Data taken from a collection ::
** START **

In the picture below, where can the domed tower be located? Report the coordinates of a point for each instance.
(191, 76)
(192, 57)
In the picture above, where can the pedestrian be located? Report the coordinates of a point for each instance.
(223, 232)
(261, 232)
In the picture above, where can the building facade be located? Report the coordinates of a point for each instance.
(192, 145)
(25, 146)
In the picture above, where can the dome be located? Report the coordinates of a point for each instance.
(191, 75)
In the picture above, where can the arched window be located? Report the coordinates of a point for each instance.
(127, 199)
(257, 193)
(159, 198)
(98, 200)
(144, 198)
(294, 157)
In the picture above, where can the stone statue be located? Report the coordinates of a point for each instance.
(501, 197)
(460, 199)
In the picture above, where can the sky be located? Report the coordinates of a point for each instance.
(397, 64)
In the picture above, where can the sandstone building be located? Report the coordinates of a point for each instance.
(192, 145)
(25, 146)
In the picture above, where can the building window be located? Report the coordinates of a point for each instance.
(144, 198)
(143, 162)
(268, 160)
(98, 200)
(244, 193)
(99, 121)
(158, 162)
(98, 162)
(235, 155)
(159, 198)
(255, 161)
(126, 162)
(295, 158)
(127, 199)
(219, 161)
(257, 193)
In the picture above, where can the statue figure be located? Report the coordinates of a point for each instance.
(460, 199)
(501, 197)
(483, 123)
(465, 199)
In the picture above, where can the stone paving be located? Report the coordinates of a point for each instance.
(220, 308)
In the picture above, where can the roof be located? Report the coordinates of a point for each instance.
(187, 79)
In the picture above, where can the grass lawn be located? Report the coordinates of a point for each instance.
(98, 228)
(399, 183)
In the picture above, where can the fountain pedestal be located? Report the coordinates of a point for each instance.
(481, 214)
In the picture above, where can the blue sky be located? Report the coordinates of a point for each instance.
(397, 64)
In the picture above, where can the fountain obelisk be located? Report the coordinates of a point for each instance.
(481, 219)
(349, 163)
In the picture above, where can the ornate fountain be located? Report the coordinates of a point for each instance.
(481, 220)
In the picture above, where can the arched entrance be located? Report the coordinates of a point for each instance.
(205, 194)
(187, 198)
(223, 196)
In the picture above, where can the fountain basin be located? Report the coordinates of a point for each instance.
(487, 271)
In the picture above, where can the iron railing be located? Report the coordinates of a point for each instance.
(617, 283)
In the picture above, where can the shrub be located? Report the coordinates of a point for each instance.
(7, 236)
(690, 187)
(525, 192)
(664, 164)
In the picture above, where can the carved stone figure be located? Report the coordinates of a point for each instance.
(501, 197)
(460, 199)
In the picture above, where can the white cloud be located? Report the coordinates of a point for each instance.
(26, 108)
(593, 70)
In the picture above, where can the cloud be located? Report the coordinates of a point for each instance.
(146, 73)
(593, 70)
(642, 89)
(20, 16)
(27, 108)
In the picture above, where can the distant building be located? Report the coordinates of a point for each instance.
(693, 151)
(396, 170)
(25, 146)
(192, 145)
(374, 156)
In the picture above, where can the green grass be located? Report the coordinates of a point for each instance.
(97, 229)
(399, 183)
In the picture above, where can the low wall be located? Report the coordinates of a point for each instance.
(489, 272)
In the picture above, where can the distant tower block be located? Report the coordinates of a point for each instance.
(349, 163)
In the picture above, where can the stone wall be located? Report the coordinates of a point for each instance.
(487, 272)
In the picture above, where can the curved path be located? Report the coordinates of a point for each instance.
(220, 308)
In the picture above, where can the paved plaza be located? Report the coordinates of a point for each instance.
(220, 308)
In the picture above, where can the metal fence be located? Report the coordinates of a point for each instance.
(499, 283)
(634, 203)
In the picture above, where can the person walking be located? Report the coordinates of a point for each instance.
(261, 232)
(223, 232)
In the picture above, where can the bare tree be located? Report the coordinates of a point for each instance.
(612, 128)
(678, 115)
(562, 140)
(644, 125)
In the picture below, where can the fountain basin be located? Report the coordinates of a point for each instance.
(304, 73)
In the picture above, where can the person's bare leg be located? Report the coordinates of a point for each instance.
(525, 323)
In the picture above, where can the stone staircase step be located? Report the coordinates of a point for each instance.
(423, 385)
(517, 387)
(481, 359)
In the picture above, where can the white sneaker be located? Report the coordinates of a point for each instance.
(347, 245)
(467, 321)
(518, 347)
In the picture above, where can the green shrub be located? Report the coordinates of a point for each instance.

** END **

Stated problem ::
Reproduce every item above word for word.

Exercise output ::
In the picture below, where can the domed tower be located? Report the coordinates of a point for each instance.
(191, 76)
(192, 57)
In the picture above, where can the pedestrian be located? Report the coordinates of a point for each instance.
(223, 232)
(261, 232)
In the picture above, where can the building facade be located? Report the coordinates of a point for each instance.
(192, 145)
(25, 146)
In the picture above, where can the dome be located? Report the coordinates of a point for each instance.
(191, 75)
In the picture above, where can the arched window be located? Report the coordinates of a point for each instance.
(127, 199)
(257, 193)
(159, 198)
(98, 200)
(144, 198)
(294, 157)
In the picture above, where can the stone statue be located? Report the coordinates of a point for each instance.
(501, 197)
(460, 199)
In the picture above, where can the sky be located? Report the coordinates of a point for each instance.
(397, 64)
In the picture above, where can the sandstone building be located? Report the coordinates of a point for each instance.
(192, 145)
(25, 146)
In the picture above, where can the building window be located? Report the coordinates of a point for each instance.
(144, 198)
(143, 162)
(268, 160)
(98, 200)
(244, 193)
(99, 121)
(158, 162)
(98, 162)
(235, 155)
(159, 198)
(255, 161)
(126, 162)
(295, 158)
(127, 199)
(219, 161)
(257, 193)
In the picture above, where can the statue figure be located? Report the coordinates of a point for each instance.
(460, 199)
(501, 197)
(483, 123)
(465, 199)
In the picture above, where can the stone paving be located? Report the coordinates of a point for each instance.
(220, 308)
In the picture above, where can the roof be located? Report the coordinates of a point for each instance.
(187, 79)
In the picture above, where can the grass lawn be located? Report the coordinates of a point for each instance.
(98, 228)
(399, 183)
In the picture above, where can the fountain pedestal be located? Report the coordinates of a point for each instance.
(481, 214)
In the picture above, where can the blue sky be located? Report the coordinates of a point for each instance.
(397, 64)
In the picture above, where can the fountain obelisk be located? Report the coordinates of a point for each instance.
(481, 219)
(349, 163)
In the picture above, where can the ornate fountain be located? Report the coordinates of a point for each instance.
(481, 220)
In the picture above, where can the arched entrance be located? Report the coordinates of a point for each instance.
(205, 194)
(187, 198)
(223, 196)
In the picture above, where can the fountain basin be located? Report the coordinates of a point for each instance.
(487, 271)
In the picture above, where can the iron railing be located? Report the coordinates of a point for each instance.
(617, 283)
In the picture above, where can the shrub be located? Report the coordinates of a point for each instance.
(7, 236)
(690, 187)
(525, 192)
(664, 164)
In the picture above, where can the carved stone figure be located? Report the coordinates of a point for each instance.
(501, 197)
(460, 199)
In the picture above, where can the white cloud be located? Report the coordinates of a point for each instance.
(26, 108)
(593, 70)
In the picture above, where can the cloud be located? Report the coordinates of a point for each instance.
(146, 73)
(593, 70)
(642, 89)
(20, 16)
(27, 108)
In the picture above, where can the distant building be located? Report the coordinates of a point for each instance.
(693, 151)
(396, 170)
(25, 146)
(192, 145)
(374, 156)
In the picture above, where can the green grass be located? Report the coordinates of a point for each instance.
(97, 229)
(399, 183)
In the picture above, where can the low wall be located? Report the coordinates of a point for each instance.
(489, 272)
In the picture above, where can the distant tower block be located? Report the coordinates of a point for each instance.
(349, 163)
In the picture above, where can the stone wall be located? Report the coordinates of a point for each instance.
(487, 272)
In the picture above, where can the curved path be located? Report the coordinates of a point for each instance.
(220, 308)
In the picture above, where can the paved plaza be located? Report the coordinates of a point for each instance.
(220, 308)
In the picture above, where can the metal fence be located? Report the coordinates of a point for each instance.
(499, 283)
(634, 203)
In the picture above, where can the person walking be located? Report the coordinates of a point for each instance.
(261, 232)
(223, 232)
In the picture above, where can the bare tree be located? Report the coordinates of a point for each instance.
(612, 128)
(678, 115)
(562, 140)
(644, 125)
In the picture below, where can the fountain basin be located? Report the coordinates of a point for each instance.
(304, 73)
In the picture above, where can the person's bare leg be located? Report the coordinates of a point for each instance.
(525, 323)
In the picture above, where can the stone staircase step be located? Report the coordinates of a point for each instance.
(423, 385)
(517, 387)
(481, 359)
In the picture above, where can the white sneaker be located? Report the coordinates of a point for each instance.
(347, 245)
(467, 321)
(518, 347)
In the picture above, where can the green shrub be located? Report the coordinates of a point for each instance.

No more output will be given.